Description of the task: According to the Northern Nevada office market summary, what was the third-quarter 2022 net absorption?

Supplied passage:
Northern Nevada’s office market saw strong tenant demand, recovering sale volumes and swelling sublease availability in Q3 2022. After five consecutive quarters of positive demand, third quarter net absorption of 54,700 square feet pushed annual net absorption to nearly 100,000 square feet. Investment activity rebounded this quarter to $43.5 million, though average price per square foot has declined slightly.
While work from home trends have not impacted the Reno office market as much as other major markets, many companies have continued to release some of their excess square footage to the sublet market as they reevaluate their necessary office footprints. Available sublease space accounts for nearly one-quarter of all available space on the market this quarter. New speculative construction broke ground this quarter at Renown South Meadows, a new specialty care center which is slated to deliver more than 120,000 square feet of Class A medical office space to the South Meadows submarket. Renovations continue at Panasonic’s new building at 645 E Plumb Lane, the Oddie District, Reno Public Market, and Reno City Center.

Provided data:
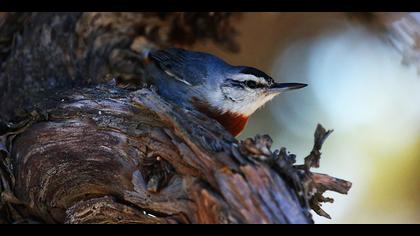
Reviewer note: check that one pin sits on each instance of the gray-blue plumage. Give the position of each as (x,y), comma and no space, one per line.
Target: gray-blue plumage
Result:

Result: 54,700 square feet